• _Given task_
Please update the stretch from the start of the records through the line containing "[165,46,331,420]" by replacing "curly blonde hair" with "straight red hair" and leaving everything else as it is. Omit the pictures from your answer.

• _Extracted data entries_
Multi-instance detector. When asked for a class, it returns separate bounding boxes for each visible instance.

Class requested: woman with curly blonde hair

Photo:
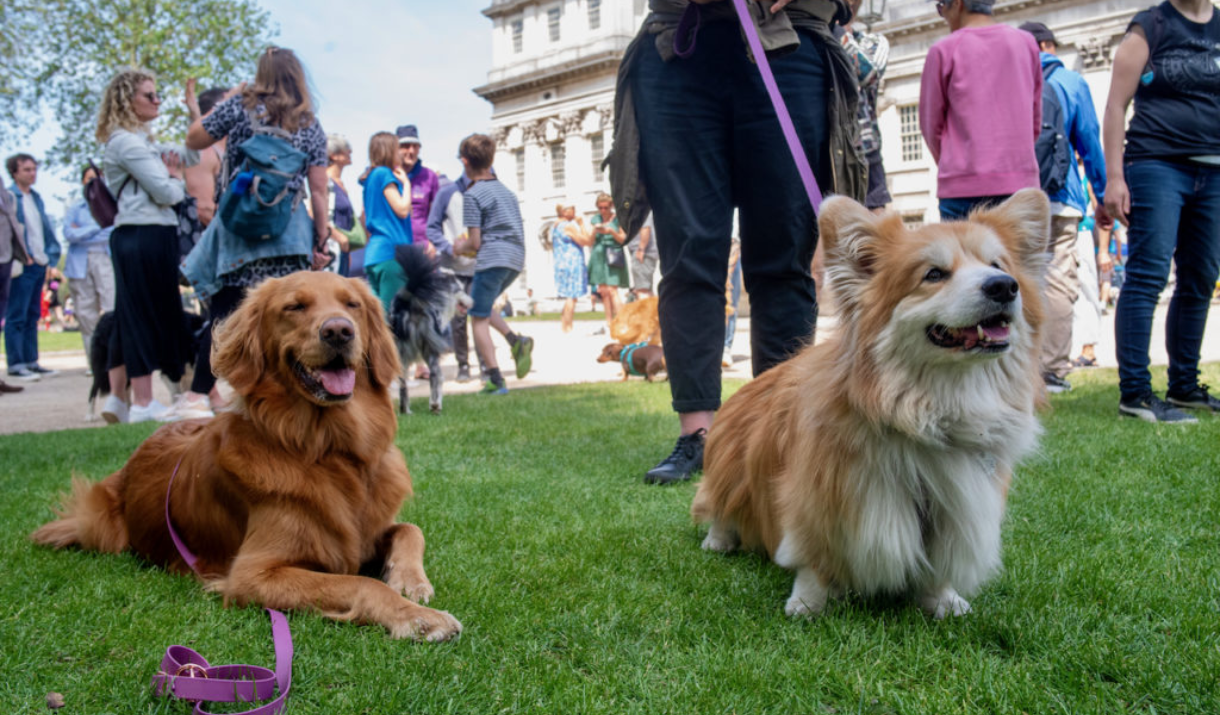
[96,68,199,423]
[165,46,331,420]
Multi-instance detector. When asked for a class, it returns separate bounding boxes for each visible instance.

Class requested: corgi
[691,189,1050,619]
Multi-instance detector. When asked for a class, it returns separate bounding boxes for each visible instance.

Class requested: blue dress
[550,221,589,298]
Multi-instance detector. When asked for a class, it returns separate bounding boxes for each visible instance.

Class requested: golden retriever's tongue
[317,367,356,395]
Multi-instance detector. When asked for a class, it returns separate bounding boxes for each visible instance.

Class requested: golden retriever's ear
[817,196,878,310]
[212,278,275,395]
[348,278,403,388]
[971,189,1050,279]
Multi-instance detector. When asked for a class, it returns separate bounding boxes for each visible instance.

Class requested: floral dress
[550,221,589,298]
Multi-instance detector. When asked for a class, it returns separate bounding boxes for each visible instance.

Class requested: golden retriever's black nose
[318,317,356,348]
[983,276,1017,303]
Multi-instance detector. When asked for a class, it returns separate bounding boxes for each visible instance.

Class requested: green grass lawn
[0,331,84,354]
[0,365,1220,715]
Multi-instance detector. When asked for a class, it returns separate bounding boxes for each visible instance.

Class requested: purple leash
[722,0,822,216]
[153,460,293,715]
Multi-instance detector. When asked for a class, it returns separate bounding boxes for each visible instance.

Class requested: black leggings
[190,286,245,395]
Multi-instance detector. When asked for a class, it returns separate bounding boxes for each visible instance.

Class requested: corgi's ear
[817,196,878,310]
[970,189,1050,278]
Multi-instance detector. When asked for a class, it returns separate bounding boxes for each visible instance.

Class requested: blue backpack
[218,110,309,240]
[1033,65,1072,195]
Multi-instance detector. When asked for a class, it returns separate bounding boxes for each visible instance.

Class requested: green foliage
[0,365,1220,715]
[0,0,275,166]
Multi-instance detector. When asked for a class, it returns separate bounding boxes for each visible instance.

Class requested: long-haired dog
[32,272,461,641]
[84,310,203,422]
[610,295,661,345]
[692,189,1049,617]
[389,245,473,415]
[598,343,666,382]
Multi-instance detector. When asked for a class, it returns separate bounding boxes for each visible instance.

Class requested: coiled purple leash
[153,460,293,715]
[727,0,822,216]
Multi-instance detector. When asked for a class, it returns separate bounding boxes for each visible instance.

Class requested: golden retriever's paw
[700,521,738,554]
[389,606,461,643]
[783,567,830,616]
[919,586,970,621]
[386,569,437,603]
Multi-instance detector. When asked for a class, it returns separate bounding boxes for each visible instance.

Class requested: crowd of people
[0,0,1220,473]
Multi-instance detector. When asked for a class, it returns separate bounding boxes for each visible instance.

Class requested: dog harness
[621,343,648,375]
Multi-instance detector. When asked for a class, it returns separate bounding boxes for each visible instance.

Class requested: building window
[589,134,606,181]
[550,142,565,189]
[512,20,526,55]
[898,104,924,161]
[547,7,562,43]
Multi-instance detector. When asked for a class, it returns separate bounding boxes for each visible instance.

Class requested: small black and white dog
[389,245,473,415]
[84,311,204,422]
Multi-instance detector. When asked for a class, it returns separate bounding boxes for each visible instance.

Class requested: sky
[0,0,492,217]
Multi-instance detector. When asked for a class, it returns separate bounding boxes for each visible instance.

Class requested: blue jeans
[939,194,1010,221]
[466,266,520,317]
[627,21,831,412]
[4,264,46,372]
[1114,159,1220,401]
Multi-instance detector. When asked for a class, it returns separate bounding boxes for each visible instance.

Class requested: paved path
[0,305,1220,434]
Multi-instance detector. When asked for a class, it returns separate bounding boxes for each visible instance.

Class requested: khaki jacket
[0,185,29,264]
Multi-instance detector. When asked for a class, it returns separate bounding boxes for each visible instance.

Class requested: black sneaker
[644,429,708,484]
[1042,372,1071,394]
[1165,384,1220,412]
[1119,393,1198,425]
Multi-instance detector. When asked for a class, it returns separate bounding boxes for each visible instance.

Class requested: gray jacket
[0,184,29,264]
[603,0,869,235]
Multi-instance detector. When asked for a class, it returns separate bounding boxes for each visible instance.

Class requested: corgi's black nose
[983,276,1019,303]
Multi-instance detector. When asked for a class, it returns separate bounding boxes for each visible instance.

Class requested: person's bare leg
[560,298,576,333]
[132,375,153,408]
[470,316,504,370]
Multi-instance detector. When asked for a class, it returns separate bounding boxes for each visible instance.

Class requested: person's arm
[183,79,245,151]
[919,45,948,163]
[425,184,458,256]
[63,203,101,243]
[111,133,187,206]
[382,168,411,218]
[1102,26,1148,226]
[636,226,653,261]
[309,166,331,251]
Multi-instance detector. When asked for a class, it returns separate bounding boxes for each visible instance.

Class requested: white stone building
[475,0,1152,299]
[475,0,648,299]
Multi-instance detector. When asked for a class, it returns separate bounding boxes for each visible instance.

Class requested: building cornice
[483,0,538,20]
[472,50,622,102]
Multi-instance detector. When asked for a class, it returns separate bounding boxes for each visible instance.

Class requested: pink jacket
[919,23,1042,199]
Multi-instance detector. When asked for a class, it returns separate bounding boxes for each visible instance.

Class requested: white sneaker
[157,393,216,422]
[127,400,170,425]
[101,393,127,425]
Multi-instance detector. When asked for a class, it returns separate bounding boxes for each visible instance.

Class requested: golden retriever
[692,189,1049,617]
[32,272,461,641]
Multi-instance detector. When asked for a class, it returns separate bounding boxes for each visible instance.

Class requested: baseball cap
[394,124,422,144]
[1019,22,1059,45]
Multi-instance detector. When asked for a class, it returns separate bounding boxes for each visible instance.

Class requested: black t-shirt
[1125,0,1220,159]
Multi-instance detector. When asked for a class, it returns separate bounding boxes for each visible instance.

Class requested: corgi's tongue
[956,325,1009,349]
[317,367,356,397]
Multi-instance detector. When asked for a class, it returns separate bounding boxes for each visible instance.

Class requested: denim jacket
[10,184,63,266]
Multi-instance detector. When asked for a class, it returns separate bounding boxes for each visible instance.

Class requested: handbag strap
[153,459,293,715]
[727,0,822,216]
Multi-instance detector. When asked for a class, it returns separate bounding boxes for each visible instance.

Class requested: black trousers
[628,22,831,412]
[190,286,245,395]
[110,226,192,382]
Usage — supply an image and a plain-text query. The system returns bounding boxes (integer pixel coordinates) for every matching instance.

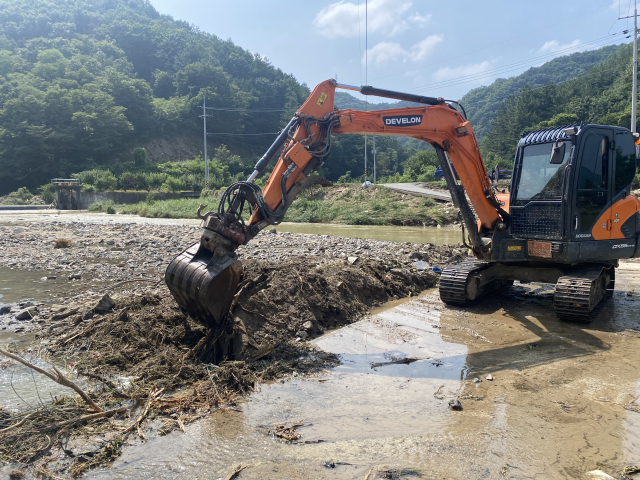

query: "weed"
[53,238,73,248]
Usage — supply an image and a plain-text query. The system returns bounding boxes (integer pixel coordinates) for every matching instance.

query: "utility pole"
[202,95,209,189]
[373,135,377,185]
[618,0,638,133]
[631,0,638,133]
[360,0,369,187]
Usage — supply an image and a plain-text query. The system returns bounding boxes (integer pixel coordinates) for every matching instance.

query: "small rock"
[9,470,26,480]
[413,260,431,272]
[93,293,116,313]
[16,307,38,320]
[302,320,317,332]
[587,470,616,480]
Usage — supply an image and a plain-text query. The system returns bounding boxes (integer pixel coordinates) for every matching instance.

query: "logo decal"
[316,92,327,107]
[382,115,422,127]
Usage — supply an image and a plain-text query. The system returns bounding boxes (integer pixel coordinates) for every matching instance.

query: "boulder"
[16,306,38,320]
[93,293,116,313]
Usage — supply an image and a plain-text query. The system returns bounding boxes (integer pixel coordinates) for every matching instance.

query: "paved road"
[380,183,451,202]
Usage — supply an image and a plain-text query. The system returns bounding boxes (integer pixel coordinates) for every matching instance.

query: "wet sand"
[92,262,640,480]
[0,212,640,480]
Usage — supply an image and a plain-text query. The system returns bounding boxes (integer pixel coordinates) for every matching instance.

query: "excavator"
[165,80,640,334]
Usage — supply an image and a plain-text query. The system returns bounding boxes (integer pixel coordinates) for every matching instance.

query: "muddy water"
[0,333,70,410]
[93,263,640,480]
[276,222,462,245]
[0,210,462,245]
[0,267,81,304]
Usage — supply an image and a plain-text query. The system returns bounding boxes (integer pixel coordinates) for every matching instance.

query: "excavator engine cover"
[165,238,242,329]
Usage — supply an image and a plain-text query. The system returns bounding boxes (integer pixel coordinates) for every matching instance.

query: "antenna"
[618,0,638,133]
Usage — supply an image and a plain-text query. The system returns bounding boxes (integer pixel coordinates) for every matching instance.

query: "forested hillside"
[462,45,621,139]
[482,45,633,161]
[0,0,416,194]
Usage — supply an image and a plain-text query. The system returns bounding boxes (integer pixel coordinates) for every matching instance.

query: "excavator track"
[553,267,615,322]
[439,259,489,306]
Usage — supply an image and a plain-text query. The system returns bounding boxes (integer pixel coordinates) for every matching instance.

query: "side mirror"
[549,140,567,165]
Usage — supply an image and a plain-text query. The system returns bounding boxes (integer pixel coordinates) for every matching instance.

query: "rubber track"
[439,259,489,306]
[553,269,606,322]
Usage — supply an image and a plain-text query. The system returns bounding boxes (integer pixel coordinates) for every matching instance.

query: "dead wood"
[56,407,127,428]
[0,348,104,412]
[223,463,248,480]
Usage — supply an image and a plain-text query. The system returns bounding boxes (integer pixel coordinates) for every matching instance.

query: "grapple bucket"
[164,243,242,328]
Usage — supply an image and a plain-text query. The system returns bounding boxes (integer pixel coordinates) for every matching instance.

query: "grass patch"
[94,185,457,226]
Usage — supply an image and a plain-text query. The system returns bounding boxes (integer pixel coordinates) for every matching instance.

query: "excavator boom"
[165,80,508,327]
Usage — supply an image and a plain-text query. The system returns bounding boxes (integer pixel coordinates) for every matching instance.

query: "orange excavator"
[165,80,640,328]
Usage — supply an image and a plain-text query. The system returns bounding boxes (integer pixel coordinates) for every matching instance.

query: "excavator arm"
[165,80,508,326]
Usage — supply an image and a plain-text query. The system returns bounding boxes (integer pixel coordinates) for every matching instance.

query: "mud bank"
[0,219,466,476]
[0,221,467,332]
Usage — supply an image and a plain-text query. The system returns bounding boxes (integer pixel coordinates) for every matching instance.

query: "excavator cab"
[502,125,640,263]
[165,79,640,329]
[440,124,640,321]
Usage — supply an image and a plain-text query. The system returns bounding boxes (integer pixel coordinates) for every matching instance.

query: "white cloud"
[367,42,409,67]
[407,12,431,25]
[313,0,416,38]
[538,38,580,53]
[433,60,491,81]
[410,35,444,62]
[362,35,444,67]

• _Exercise answer_
Multi-instance detector. When asked for a class, it returns separate bounding boxes for each visible instance.

Class requested: woman with straight red hair

Photo:
[96,68,199,423]
[165,46,331,420]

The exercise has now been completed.